* **Source passage**:

As for THE SUMMIT DINER-- (best place anyplace!!)
Once upon a time, --like up until a week ago, I did not have any kind of internet connection except at work and at the Summit. When I put the banner together, I was truly at the summit 6-7 days a week. in the very early morning.

I've reconfigured my domestic arrangements and am no longer in close enuf proximity to Summit to be one of the openers. I still am there almost daily.... and enjoy the good food, good people and amazing hospitality of Hanan and Hassan and their family. I've revoked the beat me to summit and I buy, because it is now very easy to beat me there and i would go most definitely go broke.

If you want face time at summit, I still schedule by appointment.-- but, as I said, I am not close enuf, any more, to be an opener--- Sorry Stacy and Steve, but keep the rice puddin goin.... its a great wintertime treat.

Roo said...

John,

Thanks for the post and WELCOME to Groundz4Change!

This is a tough world for our young people. And, in all honesty, it's going to get tougher. Times have changed but, unfortunately, some of the mindsets of the public have not.

For being such an advanced society (allegedly) we hold onto outdated and archaic ideals that just don't work anymore. The thought of expanding those ideals and embracing the unknown is one scary place for lots of 'adults' to go.

I will freely admit that I don't understand the youngsters of today any more than my folks did or their folks did. BUT I'm willing to listen, to learn and try to adjust to this changing world. I can recall that when I was a teen I felt like I had valid ideas, valid feelings and lots of thoughts on making the world a better place. I don't think that's changed - not at all.

For the current adult generations to fear the ideas and purpose of our youngsters is real, but at the same time it's nonsensical. As in many things - we fear what we don't understand. And it's so much easier to just build a wall around our minds to protect us from progress than it is to embrace it, learn about it, learn from it and encourage it.

We are no longer a 'perfect' world where Dad goes off to work at his 9 - 5 job and mom stays home dusting, baking and preparing snacks for The Beav when the little guy arrives home from his perfect day at school. Todays world demands two incomes, and that's a tough thing in a single parent household. Hell - that's a tough thing in a 2 parent household.

* **Raw data**:

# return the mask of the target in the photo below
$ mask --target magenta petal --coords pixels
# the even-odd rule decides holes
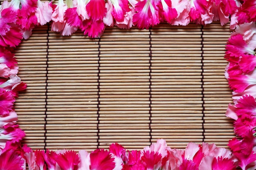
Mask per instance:
[[[72,26],[80,27],[83,25],[81,18],[76,12],[76,8],[68,8],[66,11],[66,20],[67,22]]]
[[[90,0],[86,8],[89,16],[95,20],[102,20],[107,13],[104,0]]]

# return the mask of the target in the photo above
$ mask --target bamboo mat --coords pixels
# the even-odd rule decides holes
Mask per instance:
[[[234,137],[225,116],[228,24],[107,28],[94,39],[49,29],[36,27],[15,50],[28,86],[15,109],[33,149],[141,149],[159,138],[227,148]]]

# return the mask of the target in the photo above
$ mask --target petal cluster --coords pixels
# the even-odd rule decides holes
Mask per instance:
[[[251,1],[245,1],[241,8],[245,9],[245,4]],[[238,13],[240,17],[242,12]],[[225,57],[229,62],[226,75],[234,91],[234,103],[229,104],[226,115],[235,120],[234,130],[237,137],[228,145],[243,170],[256,168],[256,43],[254,40],[256,25],[251,20],[246,21],[250,22],[240,25],[232,33]]]

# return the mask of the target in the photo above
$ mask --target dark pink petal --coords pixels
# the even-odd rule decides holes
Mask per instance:
[[[111,13],[116,21],[122,22],[124,19],[126,13],[131,10],[128,5],[128,0],[114,0],[113,11]]]
[[[233,153],[238,159],[238,166],[242,170],[245,170],[255,166],[256,154],[253,151],[249,155],[240,152],[233,152]]]
[[[17,15],[11,8],[6,8],[1,11],[1,19],[7,24],[13,23],[17,21]]]
[[[222,1],[220,7],[226,15],[234,13],[238,9],[234,0],[223,0]]]
[[[11,93],[13,96],[14,97],[18,97],[18,94],[19,92],[23,91],[27,88],[27,84],[23,82],[21,82],[18,84],[16,84],[13,87],[12,90],[9,91]]]
[[[21,0],[21,9],[19,11],[19,16],[27,17],[32,13],[34,13],[37,7],[37,0]]]
[[[121,145],[117,143],[113,143],[109,146],[109,151],[117,157],[121,157],[125,155],[126,150]]]
[[[148,29],[160,22],[159,9],[153,0],[144,0],[136,4],[133,22],[141,29]]]
[[[36,24],[43,25],[51,20],[51,17],[53,12],[52,8],[48,2],[42,2],[38,0],[37,4],[38,7],[35,11],[35,15],[37,18]]]
[[[4,170],[23,170],[24,160],[13,150],[8,150],[0,155],[0,167]]]
[[[171,24],[178,16],[177,11],[175,8],[172,8],[171,0],[161,0],[161,2],[159,3],[161,18]]]
[[[94,20],[102,20],[106,15],[107,9],[104,0],[90,0],[86,8],[88,15]]]
[[[230,88],[238,93],[243,92],[249,86],[256,84],[256,79],[243,75],[230,75],[228,80]]]
[[[198,150],[193,157],[193,162],[195,163],[197,167],[199,166],[202,161],[202,159],[204,156],[204,154],[203,153],[202,151],[203,148],[201,146],[199,150]]]
[[[254,98],[251,95],[243,96],[238,100],[236,106],[236,113],[242,117],[247,114],[252,116],[256,115],[256,102]]]
[[[72,150],[58,154],[53,159],[63,170],[75,170],[80,161],[78,155]]]
[[[46,150],[45,154],[43,155],[44,160],[47,165],[49,170],[54,170],[56,165],[56,161],[54,158],[58,157],[57,154],[52,151]]]
[[[67,22],[71,26],[80,28],[83,25],[83,21],[76,12],[76,7],[68,8],[65,13]]]
[[[148,169],[158,169],[162,165],[162,157],[158,152],[144,150],[141,162]]]
[[[228,117],[230,117],[234,120],[237,120],[238,117],[235,112],[236,108],[236,107],[234,105],[229,104],[226,112],[226,116]]]
[[[103,149],[97,149],[90,154],[91,170],[112,170],[115,167],[115,159],[110,153]]]
[[[248,73],[256,67],[256,56],[250,54],[242,55],[238,65],[244,73]]]
[[[214,158],[212,162],[213,170],[235,170],[236,166],[230,159],[222,157]]]
[[[15,47],[21,42],[22,34],[17,27],[12,27],[5,35],[0,36],[0,46]]]
[[[183,159],[180,170],[198,170],[198,167],[191,160]]]
[[[14,57],[14,54],[4,47],[0,47],[0,63],[5,64],[9,68],[12,68],[18,63]]]
[[[254,55],[255,51],[246,44],[240,34],[232,35],[226,45],[226,54],[228,56],[240,57],[243,54]]]
[[[248,135],[249,132],[256,126],[256,119],[246,118],[238,119],[234,122],[234,130],[236,134],[241,137]]]
[[[256,145],[256,138],[253,135],[254,131],[249,130],[241,142],[241,151],[245,155],[249,155],[253,150],[253,148]]]
[[[25,31],[29,30],[32,27],[34,27],[37,23],[37,18],[35,13],[33,13],[26,17],[19,17],[19,19],[17,21],[16,23],[20,25],[21,28]]]
[[[9,114],[12,110],[15,101],[11,92],[0,88],[0,115]]]
[[[18,115],[14,111],[11,111],[9,114],[0,116],[0,128],[2,127],[16,124],[18,121]]]
[[[103,33],[105,26],[102,20],[94,21],[90,20],[87,22],[85,21],[84,22],[87,22],[88,24],[86,25],[84,24],[84,27],[81,29],[82,31],[84,31],[84,35],[88,34],[90,37],[97,38]]]
[[[1,140],[9,140],[12,143],[19,142],[25,136],[24,132],[15,126],[7,127],[6,129],[8,133],[0,135],[0,141]]]
[[[34,151],[36,156],[36,163],[41,170],[46,170],[46,166],[45,163],[44,156],[45,154],[45,151],[36,150]]]

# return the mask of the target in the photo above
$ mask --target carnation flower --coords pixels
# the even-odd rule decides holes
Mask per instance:
[[[63,170],[74,170],[79,163],[78,155],[72,150],[67,150],[64,153],[59,153],[53,159]]]
[[[177,17],[174,19],[171,24],[174,25],[186,26],[190,22],[189,11],[190,4],[187,0],[172,0],[172,7],[175,7]]]
[[[15,101],[11,92],[0,88],[0,115],[8,114],[12,110]]]
[[[14,111],[11,111],[9,114],[0,115],[0,128],[6,125],[13,125],[17,121],[17,113]]]
[[[159,8],[154,0],[144,0],[136,4],[133,21],[139,29],[148,29],[160,22]]]
[[[228,61],[232,57],[239,57],[243,54],[255,54],[253,49],[251,49],[243,40],[240,34],[233,35],[231,36],[226,46],[225,58]]]
[[[0,167],[1,169],[25,170],[23,168],[24,159],[13,150],[9,150],[1,153],[0,154]]]
[[[78,165],[78,170],[90,170],[91,161],[89,153],[85,150],[81,150],[78,155],[80,162]]]
[[[90,154],[91,170],[112,170],[115,167],[115,158],[110,153],[103,149],[97,149]]]
[[[52,8],[48,2],[42,2],[40,0],[37,0],[37,6],[35,11],[37,18],[37,25],[43,25],[51,20]]]

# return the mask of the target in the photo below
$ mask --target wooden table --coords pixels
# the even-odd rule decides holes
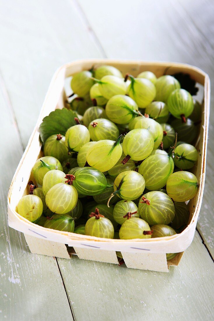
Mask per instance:
[[[213,317],[214,2],[15,0],[0,10],[0,320]],[[171,61],[212,82],[206,180],[197,230],[165,273],[31,254],[7,224],[7,195],[55,70],[74,59]]]

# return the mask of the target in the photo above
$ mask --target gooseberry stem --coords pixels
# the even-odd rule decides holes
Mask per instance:
[[[143,234],[144,235],[151,235],[153,233],[153,231],[143,231]]]
[[[186,117],[184,114],[182,114],[181,115],[181,117],[182,123],[186,123]]]
[[[112,193],[112,194],[110,195],[110,197],[108,200],[108,202],[107,203],[107,206],[108,206],[108,207],[110,207],[110,206],[109,206],[109,202],[110,202],[110,201],[111,200],[111,199],[114,197],[114,196],[115,196],[116,193],[117,193],[118,192],[118,191],[115,191],[115,192],[114,192],[113,193]]]
[[[29,194],[30,195],[32,195],[33,194],[33,190],[34,189],[34,187],[35,185],[34,184],[30,184],[29,191]]]
[[[126,155],[125,158],[124,158],[121,161],[121,164],[122,164],[123,165],[124,165],[131,158],[131,157],[129,155]]]
[[[61,135],[61,134],[57,134],[56,140],[60,140],[61,139],[62,139],[62,135]]]
[[[95,128],[97,126],[98,123],[96,123],[96,122],[94,121],[93,123],[91,124],[91,125],[92,127]]]
[[[115,146],[116,146],[117,145],[119,145],[120,143],[120,140],[122,138],[122,135],[120,135],[120,136],[117,138],[117,140],[116,140],[115,143],[114,143],[113,145],[114,147],[115,147]]]
[[[101,81],[99,79],[97,79],[96,78],[95,78],[94,77],[90,77],[90,79],[92,79],[92,80],[96,81],[96,82],[98,82],[98,83],[103,83],[103,82]]]
[[[89,215],[89,216],[90,217],[93,217],[94,216],[95,216],[96,220],[98,220],[100,217],[105,217],[104,215],[100,214],[99,209],[97,207],[96,207],[95,209],[95,213],[94,213],[93,212],[92,212]]]
[[[177,139],[178,134],[177,133],[175,133],[175,144],[174,144],[174,146],[170,146],[170,148],[172,149],[171,150],[170,152],[168,154],[168,156],[172,156],[173,158],[174,158],[175,156],[174,155],[174,152],[175,151],[175,149],[176,147],[176,145],[177,145]]]
[[[124,219],[125,219],[126,217],[127,218],[127,219],[128,220],[130,219],[130,217],[132,217],[132,215],[133,214],[136,214],[136,213],[137,213],[137,211],[135,211],[135,212],[128,212],[125,215],[124,215],[124,216],[123,216]]]
[[[142,202],[141,202],[140,203],[145,203],[147,204],[147,205],[150,205],[150,201],[149,200],[147,199],[144,196],[142,196]]]
[[[67,180],[65,181],[65,183],[68,185],[72,185],[73,181],[75,179],[75,176],[74,175],[72,175],[71,174],[66,174],[64,178],[67,179]]]
[[[74,120],[76,122],[76,123],[77,125],[80,125],[80,121],[78,119],[78,118],[77,118],[77,117],[74,117]]]
[[[32,181],[31,181],[31,180],[29,181],[29,182],[28,182],[28,185],[30,185],[30,186],[31,185],[34,185],[34,189],[35,189],[35,188],[37,188],[37,187],[36,186],[36,185],[34,184],[34,183],[33,183],[33,182],[32,182]]]
[[[47,164],[47,163],[46,163],[45,162],[44,162],[43,160],[40,160],[40,161],[41,162],[42,164],[42,166],[43,166],[44,167],[47,167],[47,168],[49,169],[51,169],[50,166],[49,166],[48,164]]]

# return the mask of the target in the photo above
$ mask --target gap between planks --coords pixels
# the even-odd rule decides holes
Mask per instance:
[[[3,96],[4,99],[5,100],[6,105],[8,106],[9,107],[10,113],[11,115],[11,117],[13,119],[13,122],[15,126],[15,128],[17,131],[18,139],[20,143],[20,145],[21,147],[22,152],[23,152],[24,151],[25,148],[24,147],[24,145],[21,139],[21,135],[20,134],[20,131],[19,130],[19,126],[18,125],[18,123],[15,116],[14,111],[13,110],[13,106],[11,103],[11,101],[10,99],[9,95],[8,92],[7,90],[7,89],[5,85],[5,83],[4,82],[4,79],[2,76],[0,70],[0,85],[1,85],[1,87],[2,89],[2,95]],[[7,226],[7,227],[8,229],[9,228],[9,227],[8,226]],[[25,241],[26,242],[26,240]],[[29,249],[28,247],[27,246],[27,247],[28,248],[29,250],[29,251],[30,252],[30,249]],[[70,302],[70,300],[69,299],[69,298],[68,295],[68,293],[67,293],[67,291],[66,291],[65,284],[64,283],[63,279],[63,278],[62,274],[61,273],[61,271],[60,271],[59,267],[59,264],[58,264],[58,262],[57,262],[57,260],[56,259],[56,258],[54,256],[53,257],[54,259],[55,259],[56,260],[57,267],[58,270],[58,272],[60,275],[60,277],[61,278],[62,281],[62,284],[63,285],[64,290],[65,292],[65,294],[66,294],[67,299],[68,301],[69,306],[70,308],[72,316],[73,319],[73,321],[76,321],[76,319],[74,315],[73,312],[71,305],[71,302]]]

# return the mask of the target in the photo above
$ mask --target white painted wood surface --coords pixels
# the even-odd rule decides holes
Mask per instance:
[[[59,65],[74,59],[105,56],[169,60],[198,66],[209,74],[213,82],[212,0],[0,2],[0,69],[18,124],[3,113],[2,109],[7,111],[9,107],[1,103],[1,129],[7,138],[3,144],[0,143],[0,159],[5,163],[1,173],[1,214],[6,214],[2,199],[5,199],[21,156],[20,146],[26,145],[53,74]],[[211,110],[205,193],[198,225],[210,252],[214,250],[211,230],[214,121]],[[5,219],[1,221],[0,244],[5,254],[8,230]],[[0,256],[3,280],[0,319],[4,319],[5,315],[16,321],[58,320],[59,315],[66,321],[72,319],[56,261],[27,252],[19,233],[11,230],[9,235],[12,246],[9,261],[7,256]],[[74,256],[57,261],[78,321],[213,318],[213,263],[197,233],[180,265],[171,267],[168,273],[128,269],[124,265],[94,263]],[[8,280],[17,275],[16,270],[12,274],[14,269],[18,269],[21,287]]]

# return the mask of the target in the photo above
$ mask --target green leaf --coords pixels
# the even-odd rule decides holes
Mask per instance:
[[[64,136],[67,130],[76,125],[74,120],[77,114],[73,110],[66,108],[56,109],[43,118],[39,126],[40,136],[44,144],[52,135],[60,134]]]

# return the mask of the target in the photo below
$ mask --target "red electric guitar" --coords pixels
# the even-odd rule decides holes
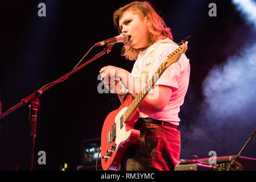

* **Required work**:
In the Summit Diner passage, whose hospitality does the writer say they enjoy at the Summit?

* **Expected answer**:
Hanan and Hassan and their family.